Object pointing dataset rows

------------------------------------------------

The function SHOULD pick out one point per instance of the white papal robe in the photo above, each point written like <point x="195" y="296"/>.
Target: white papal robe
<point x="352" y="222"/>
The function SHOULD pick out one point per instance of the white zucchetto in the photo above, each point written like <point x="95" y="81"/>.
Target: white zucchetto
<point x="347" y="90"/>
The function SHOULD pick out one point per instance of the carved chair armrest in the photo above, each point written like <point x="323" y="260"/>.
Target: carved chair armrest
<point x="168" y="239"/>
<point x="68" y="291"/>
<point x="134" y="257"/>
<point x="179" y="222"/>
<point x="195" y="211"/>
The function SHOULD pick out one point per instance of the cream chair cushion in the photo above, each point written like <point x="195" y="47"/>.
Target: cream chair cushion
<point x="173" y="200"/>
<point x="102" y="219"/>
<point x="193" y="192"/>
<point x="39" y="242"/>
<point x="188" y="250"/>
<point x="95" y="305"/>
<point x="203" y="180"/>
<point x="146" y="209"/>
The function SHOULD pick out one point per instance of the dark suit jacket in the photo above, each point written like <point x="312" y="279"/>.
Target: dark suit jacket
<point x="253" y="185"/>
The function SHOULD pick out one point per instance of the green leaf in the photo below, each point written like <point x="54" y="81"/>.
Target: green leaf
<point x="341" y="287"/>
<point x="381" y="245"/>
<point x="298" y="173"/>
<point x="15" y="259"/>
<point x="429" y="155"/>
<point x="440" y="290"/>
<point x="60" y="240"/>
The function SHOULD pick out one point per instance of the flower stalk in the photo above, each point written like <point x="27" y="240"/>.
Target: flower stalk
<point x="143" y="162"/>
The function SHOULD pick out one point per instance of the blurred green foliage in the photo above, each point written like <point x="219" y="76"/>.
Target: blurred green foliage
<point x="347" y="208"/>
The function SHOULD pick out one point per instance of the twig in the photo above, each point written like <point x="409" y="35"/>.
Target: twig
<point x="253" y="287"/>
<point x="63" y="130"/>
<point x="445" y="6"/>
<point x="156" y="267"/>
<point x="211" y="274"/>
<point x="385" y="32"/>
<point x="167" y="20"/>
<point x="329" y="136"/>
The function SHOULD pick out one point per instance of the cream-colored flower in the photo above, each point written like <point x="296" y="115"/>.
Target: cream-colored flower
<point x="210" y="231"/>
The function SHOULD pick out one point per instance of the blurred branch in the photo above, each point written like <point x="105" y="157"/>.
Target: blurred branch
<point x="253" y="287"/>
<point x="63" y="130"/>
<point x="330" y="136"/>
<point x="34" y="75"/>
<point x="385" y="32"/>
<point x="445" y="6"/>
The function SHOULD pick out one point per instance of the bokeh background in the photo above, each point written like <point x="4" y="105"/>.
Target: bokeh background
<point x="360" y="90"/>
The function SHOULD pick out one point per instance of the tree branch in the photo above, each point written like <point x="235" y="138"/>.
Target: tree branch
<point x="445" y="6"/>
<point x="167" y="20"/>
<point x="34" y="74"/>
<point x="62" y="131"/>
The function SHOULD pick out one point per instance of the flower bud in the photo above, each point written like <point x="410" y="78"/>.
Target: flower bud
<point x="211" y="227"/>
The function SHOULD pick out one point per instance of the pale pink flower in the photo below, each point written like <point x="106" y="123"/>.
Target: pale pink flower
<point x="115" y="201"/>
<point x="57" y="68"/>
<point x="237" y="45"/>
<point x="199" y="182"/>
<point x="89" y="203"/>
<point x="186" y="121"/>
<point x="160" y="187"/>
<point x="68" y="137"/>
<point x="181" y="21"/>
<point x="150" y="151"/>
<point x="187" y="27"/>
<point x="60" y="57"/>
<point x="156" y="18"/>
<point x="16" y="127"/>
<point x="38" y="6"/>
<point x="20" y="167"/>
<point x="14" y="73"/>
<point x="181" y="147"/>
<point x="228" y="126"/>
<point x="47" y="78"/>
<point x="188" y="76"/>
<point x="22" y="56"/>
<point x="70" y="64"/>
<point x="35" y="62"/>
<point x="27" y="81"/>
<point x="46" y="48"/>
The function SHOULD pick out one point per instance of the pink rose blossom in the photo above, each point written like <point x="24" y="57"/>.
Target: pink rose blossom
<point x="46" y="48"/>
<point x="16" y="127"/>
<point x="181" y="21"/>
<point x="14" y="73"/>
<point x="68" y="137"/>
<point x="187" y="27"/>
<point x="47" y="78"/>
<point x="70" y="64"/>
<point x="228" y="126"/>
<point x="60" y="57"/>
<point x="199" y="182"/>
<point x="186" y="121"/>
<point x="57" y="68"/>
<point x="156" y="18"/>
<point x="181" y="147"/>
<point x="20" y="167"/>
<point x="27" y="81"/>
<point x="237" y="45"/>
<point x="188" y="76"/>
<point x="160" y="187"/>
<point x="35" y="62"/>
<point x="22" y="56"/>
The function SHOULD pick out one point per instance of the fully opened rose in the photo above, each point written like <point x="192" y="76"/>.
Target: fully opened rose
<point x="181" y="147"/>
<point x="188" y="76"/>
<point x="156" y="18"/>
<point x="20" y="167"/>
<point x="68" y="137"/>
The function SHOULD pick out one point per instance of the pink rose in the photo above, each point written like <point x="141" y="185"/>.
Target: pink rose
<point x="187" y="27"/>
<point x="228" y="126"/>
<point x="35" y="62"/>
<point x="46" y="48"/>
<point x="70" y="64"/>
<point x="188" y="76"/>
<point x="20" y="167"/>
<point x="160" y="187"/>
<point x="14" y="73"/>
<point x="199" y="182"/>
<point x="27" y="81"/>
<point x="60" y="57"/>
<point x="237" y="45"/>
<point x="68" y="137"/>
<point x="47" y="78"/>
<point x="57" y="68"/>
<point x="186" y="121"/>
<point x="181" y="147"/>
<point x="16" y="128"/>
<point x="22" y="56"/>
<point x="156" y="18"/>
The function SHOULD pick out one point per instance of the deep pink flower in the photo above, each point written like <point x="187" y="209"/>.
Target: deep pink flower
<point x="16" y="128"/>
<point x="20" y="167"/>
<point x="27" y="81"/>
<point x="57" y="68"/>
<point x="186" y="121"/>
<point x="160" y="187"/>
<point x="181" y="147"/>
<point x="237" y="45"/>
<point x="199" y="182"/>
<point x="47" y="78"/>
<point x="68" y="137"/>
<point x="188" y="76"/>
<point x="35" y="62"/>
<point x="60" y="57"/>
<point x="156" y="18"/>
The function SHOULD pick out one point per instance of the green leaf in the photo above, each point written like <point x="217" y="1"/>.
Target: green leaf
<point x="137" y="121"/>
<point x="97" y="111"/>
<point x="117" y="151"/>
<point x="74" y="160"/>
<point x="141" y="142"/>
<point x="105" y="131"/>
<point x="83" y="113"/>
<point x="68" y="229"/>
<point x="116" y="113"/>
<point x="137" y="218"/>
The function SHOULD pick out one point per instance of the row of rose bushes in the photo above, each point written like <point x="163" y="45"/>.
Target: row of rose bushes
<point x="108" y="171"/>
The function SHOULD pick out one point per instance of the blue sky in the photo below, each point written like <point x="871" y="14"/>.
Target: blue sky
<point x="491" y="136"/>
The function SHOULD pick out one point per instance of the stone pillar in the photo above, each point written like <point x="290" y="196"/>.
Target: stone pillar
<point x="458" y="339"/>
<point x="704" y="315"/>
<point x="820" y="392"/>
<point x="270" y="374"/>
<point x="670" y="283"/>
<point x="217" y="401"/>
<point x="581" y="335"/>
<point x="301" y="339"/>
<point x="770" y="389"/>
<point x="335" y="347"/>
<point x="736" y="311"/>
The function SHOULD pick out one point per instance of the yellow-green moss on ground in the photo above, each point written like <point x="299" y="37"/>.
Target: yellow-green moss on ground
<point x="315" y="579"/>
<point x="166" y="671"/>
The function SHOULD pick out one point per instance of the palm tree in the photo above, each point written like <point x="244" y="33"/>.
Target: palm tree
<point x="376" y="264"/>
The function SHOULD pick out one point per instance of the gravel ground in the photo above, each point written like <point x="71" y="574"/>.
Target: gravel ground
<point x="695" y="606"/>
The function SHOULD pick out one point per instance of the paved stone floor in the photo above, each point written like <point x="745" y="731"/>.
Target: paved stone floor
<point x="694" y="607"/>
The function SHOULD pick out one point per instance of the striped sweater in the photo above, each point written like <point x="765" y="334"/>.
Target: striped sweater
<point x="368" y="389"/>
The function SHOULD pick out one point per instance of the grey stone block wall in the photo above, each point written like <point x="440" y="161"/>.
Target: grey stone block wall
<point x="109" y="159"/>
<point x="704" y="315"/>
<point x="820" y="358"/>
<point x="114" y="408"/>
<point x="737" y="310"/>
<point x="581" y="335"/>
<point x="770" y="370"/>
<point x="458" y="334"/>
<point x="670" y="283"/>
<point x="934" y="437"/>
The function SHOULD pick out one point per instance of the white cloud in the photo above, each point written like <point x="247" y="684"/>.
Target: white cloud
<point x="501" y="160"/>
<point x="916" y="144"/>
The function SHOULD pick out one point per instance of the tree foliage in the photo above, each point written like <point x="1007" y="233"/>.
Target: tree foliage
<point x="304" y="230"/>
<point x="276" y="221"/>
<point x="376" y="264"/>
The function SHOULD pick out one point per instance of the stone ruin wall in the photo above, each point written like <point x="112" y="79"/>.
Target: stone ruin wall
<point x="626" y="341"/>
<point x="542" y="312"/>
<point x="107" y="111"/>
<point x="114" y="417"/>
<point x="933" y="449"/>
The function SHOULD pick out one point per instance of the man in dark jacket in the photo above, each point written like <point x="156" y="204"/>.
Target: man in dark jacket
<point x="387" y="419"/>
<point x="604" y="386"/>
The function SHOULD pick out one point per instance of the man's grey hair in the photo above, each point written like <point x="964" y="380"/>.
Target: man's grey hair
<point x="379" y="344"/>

------------------------------------------------

• _What to work on_
Convert everything from the line containing "dark jacket in" down to the end of the data into a numbered list, leaving out any blank lines.

• _Output of the exercise_
1. The function SHOULD pick out one point per instance of the man in dark jacket in the photo above, each point written like <point x="156" y="204"/>.
2. Target: man in dark jacket
3. <point x="387" y="419"/>
4. <point x="604" y="386"/>
5. The function SHOULD pick out one point per instance of the man's grey hair in the photo above, each point written like <point x="964" y="380"/>.
6. Target: man's grey hair
7. <point x="379" y="344"/>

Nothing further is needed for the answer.